### RECORDS
---*---
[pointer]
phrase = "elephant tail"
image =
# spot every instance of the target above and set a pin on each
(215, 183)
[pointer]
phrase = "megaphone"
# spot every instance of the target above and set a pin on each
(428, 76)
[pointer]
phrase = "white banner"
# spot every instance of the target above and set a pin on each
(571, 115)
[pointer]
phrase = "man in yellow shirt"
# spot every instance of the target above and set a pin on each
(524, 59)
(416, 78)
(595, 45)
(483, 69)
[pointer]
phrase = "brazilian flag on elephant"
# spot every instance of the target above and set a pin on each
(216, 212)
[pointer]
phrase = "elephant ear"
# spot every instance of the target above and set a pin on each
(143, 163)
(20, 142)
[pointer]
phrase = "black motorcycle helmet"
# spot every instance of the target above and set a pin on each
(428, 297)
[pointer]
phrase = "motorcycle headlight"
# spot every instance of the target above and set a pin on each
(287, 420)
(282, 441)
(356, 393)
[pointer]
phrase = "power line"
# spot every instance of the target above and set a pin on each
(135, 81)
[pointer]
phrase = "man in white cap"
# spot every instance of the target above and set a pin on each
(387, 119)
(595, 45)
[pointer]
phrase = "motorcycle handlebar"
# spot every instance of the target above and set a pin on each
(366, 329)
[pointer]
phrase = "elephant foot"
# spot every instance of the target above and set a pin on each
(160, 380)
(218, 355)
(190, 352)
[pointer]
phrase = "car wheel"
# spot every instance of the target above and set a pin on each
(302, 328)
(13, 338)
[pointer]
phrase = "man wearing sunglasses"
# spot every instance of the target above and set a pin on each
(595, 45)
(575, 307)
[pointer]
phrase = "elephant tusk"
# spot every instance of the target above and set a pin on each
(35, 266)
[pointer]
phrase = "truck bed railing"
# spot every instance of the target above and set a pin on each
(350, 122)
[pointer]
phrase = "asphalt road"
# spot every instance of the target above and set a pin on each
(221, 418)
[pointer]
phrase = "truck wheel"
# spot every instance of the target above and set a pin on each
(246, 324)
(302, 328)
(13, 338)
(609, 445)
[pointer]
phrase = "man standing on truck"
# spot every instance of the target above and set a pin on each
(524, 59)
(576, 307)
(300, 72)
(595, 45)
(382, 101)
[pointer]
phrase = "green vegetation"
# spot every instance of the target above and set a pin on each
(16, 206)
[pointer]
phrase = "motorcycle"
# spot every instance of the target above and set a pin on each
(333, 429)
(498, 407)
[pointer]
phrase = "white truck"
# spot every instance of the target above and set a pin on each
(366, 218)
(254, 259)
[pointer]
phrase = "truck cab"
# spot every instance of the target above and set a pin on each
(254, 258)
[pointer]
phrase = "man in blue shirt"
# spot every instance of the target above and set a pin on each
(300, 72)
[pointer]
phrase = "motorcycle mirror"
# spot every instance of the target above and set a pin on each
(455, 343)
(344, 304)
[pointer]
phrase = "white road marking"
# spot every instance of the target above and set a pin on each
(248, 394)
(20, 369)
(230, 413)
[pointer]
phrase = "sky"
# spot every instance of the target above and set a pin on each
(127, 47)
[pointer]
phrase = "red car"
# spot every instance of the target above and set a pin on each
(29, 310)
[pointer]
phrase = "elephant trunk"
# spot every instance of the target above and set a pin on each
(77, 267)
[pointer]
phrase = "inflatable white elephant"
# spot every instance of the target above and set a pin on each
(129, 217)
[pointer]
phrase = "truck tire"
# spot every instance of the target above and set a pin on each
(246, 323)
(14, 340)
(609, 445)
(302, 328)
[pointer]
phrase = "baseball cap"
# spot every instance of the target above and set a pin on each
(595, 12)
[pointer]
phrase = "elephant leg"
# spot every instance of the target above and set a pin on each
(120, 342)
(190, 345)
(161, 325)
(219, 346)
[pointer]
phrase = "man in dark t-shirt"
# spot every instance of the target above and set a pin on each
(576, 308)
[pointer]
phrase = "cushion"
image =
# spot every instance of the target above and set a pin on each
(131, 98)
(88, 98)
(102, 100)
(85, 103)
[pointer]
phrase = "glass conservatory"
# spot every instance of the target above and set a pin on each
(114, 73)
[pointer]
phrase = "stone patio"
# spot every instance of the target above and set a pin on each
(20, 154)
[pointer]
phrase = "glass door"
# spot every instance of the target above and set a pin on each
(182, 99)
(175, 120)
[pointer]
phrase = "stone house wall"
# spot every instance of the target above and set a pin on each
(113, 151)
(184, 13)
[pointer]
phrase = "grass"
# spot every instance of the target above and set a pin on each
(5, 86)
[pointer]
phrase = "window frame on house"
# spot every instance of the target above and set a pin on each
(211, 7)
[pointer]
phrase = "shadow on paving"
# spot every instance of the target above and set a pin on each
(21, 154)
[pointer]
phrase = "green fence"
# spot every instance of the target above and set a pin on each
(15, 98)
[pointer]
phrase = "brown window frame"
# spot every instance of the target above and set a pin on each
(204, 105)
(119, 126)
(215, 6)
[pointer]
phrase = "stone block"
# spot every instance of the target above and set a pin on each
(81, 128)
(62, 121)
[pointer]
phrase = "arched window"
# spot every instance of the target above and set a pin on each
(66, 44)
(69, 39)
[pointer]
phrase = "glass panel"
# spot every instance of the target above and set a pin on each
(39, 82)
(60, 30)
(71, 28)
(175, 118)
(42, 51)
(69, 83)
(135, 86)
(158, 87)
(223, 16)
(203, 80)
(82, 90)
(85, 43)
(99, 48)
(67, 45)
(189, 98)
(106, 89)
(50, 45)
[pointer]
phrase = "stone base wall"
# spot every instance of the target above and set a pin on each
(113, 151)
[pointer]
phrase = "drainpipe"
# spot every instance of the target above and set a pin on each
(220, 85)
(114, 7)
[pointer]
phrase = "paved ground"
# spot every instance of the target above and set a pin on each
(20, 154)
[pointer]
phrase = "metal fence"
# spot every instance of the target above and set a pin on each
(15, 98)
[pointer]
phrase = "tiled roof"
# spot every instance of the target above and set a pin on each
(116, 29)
---*---
### WHAT NEEDS TO BE DONE
Down to the final line, the data above must be copied exactly.

### RESULT OF THE EXERCISE
[pointer]
phrase = "elephant tail"
image =
# spot every instance of the target above and set a pin on each
(215, 183)
[pointer]
phrase = "megaphone"
# spot every instance of the target above and set a pin on each
(428, 76)
[pointer]
phrase = "white banner"
# spot every instance of the target above and set a pin on each
(571, 115)
[pointer]
phrase = "man in yellow shirt"
# spot every instance of the target above and set a pin on each
(524, 59)
(416, 78)
(595, 45)
(483, 69)
[pointer]
phrase = "brazilian flag on elephant"
# spot every instance of the target above and set a pin on each
(216, 212)
[pointer]
phrase = "elephant ear"
# spot every instance of the target above and set a pin on each
(143, 163)
(20, 142)
[pointer]
phrase = "black motorcycle helmet"
# spot every instance of the target above and set a pin on each
(428, 297)
[pointer]
phrase = "motorcycle headlight"
# spot every instance of the target above and set a pin on each
(287, 420)
(282, 441)
(356, 393)
[pointer]
phrase = "power line"
# spot every instance of the target above and set a pin on each
(135, 81)
[pointer]
phrase = "man in white cap"
# spot every instance of the target above and set a pin on each
(387, 119)
(595, 45)
[pointer]
phrase = "motorcycle handlebar"
# spot every instance of the target above and set a pin on each
(366, 329)
[pointer]
phrase = "elephant foot"
# spot every instance of the target above and set a pin on each
(160, 380)
(218, 355)
(190, 352)
[pointer]
phrase = "car wheel"
# spot every instance of the target above and set a pin on each
(302, 328)
(13, 338)
[pointer]
phrase = "man wearing sunglasses"
# spot every instance of the target above and set a pin on each
(595, 45)
(575, 307)
[pointer]
phrase = "elephant tusk"
# spot every instance of the target above and set a pin on each
(35, 266)
[pointer]
phrase = "truck bed railing"
# spot every instance of the target above and set a pin on each
(350, 122)
[pointer]
phrase = "asphalt road"
# spot every instance of the target above and set a pin on each
(221, 418)
[pointer]
phrase = "truck wheel"
# spot every instance of the target above and set a pin on each
(246, 324)
(302, 328)
(13, 338)
(609, 445)
[pointer]
phrase = "man standing on truck"
# spot every instance of the target above and set a pin on each
(524, 59)
(576, 307)
(300, 72)
(595, 45)
(382, 101)
[pointer]
phrase = "green vegetation"
# spot every instance of the target above and set a pin on each
(16, 206)
[pointer]
phrase = "motorcycle"
# spot every instance of the target above and set a pin on each
(333, 429)
(498, 407)
[pointer]
phrase = "white truck"
# spot every instance of the target above and set a pin on each
(366, 218)
(254, 259)
[pointer]
phrase = "truck cab"
# spot every instance of the target above and set a pin on each
(254, 258)
[pointer]
phrase = "man in blue shirt"
# spot every instance of the target above and set a pin on each
(300, 72)
[pointer]
phrase = "motorcycle mirror"
# spot every instance of the target above and set a pin on each
(455, 343)
(344, 304)
[pointer]
phrase = "white road marking"
# spot every instance of the target above and set a pin on each
(248, 394)
(20, 369)
(230, 413)
[pointer]
phrase = "sky"
# spot every instance of the target above and set a pin on each
(127, 47)
[pointer]
phrase = "red car"
# spot every instance of the target above and set a pin on each
(29, 310)
[pointer]
phrase = "elephant trunk"
# spot every instance of the target above and set a pin on each
(77, 267)
[pointer]
phrase = "inflatable white elephant"
# spot every instance of the target above and set a pin on each
(129, 217)
[pointer]
phrase = "truck tire"
# spot every instance of the target above and set a pin on each
(246, 323)
(14, 340)
(609, 445)
(302, 328)
[pointer]
phrase = "baseball cap"
# spot every instance of the target above and set a pin on each
(595, 12)
[pointer]
phrase = "elephant leg"
# spot every instance of the target above and set a pin on each
(120, 342)
(190, 345)
(161, 325)
(219, 346)
[pointer]
phrase = "man in dark t-shirt"
# spot every instance of the target above and set a pin on each
(576, 308)
[pointer]
phrase = "cushion"
image =
# spot every instance of the target above and set a pin on each
(131, 98)
(88, 98)
(102, 100)
(85, 103)
[pointer]
phrase = "glass conservatory"
# spot every instance of the target above and set a pin on each
(114, 73)
[pointer]
phrase = "stone patio"
# spot every instance of the target above and set a pin on each
(20, 154)
[pointer]
phrase = "glass door"
# spot every instance of the target above and set a pin on each
(182, 99)
(175, 120)
[pointer]
phrase = "stone house wall"
# spot every instance of the target above and set a pin on each
(113, 151)
(184, 13)
[pointer]
phrase = "grass"
# spot every instance of the target above and set a pin on each
(5, 86)
[pointer]
phrase = "window frame on house"
# spot every instance of the target above and set a pin on each
(211, 7)
[pointer]
phrase = "shadow on paving"
# spot every instance of the target above and set a pin on each
(21, 154)
[pointer]
phrase = "green fence"
# spot every instance of the target above and set a pin on each
(15, 98)
[pointer]
phrase = "brown window frame"
# spot every instance of the target above and set a pin on each
(204, 105)
(119, 126)
(215, 6)
[pointer]
phrase = "stone block"
# spot every instance of the target above and set a pin on each
(81, 128)
(62, 121)
[pointer]
phrase = "arched window"
# spot every instance of the target above and set a pin on each
(66, 44)
(69, 39)
[pointer]
phrase = "glass panel"
# spot every instance of the target above and set a pin on each
(39, 82)
(60, 30)
(71, 28)
(175, 118)
(42, 51)
(69, 83)
(135, 86)
(158, 87)
(223, 16)
(203, 80)
(82, 90)
(85, 43)
(99, 48)
(67, 45)
(189, 98)
(106, 89)
(50, 45)
[pointer]
phrase = "stone base wall"
# spot every instance of the target above and set a pin on each
(113, 151)
[pointer]
phrase = "drainpipe"
# spot every instance of the target above and set a pin on each
(220, 85)
(114, 7)
[pointer]
phrase = "paved ground"
# spot every instance of the target above and set a pin on each
(20, 154)
[pointer]
phrase = "metal fence"
# spot every instance of the target above and set a pin on each
(15, 98)
[pointer]
phrase = "tiled roof"
# spot every instance of the target above and set a pin on each
(116, 29)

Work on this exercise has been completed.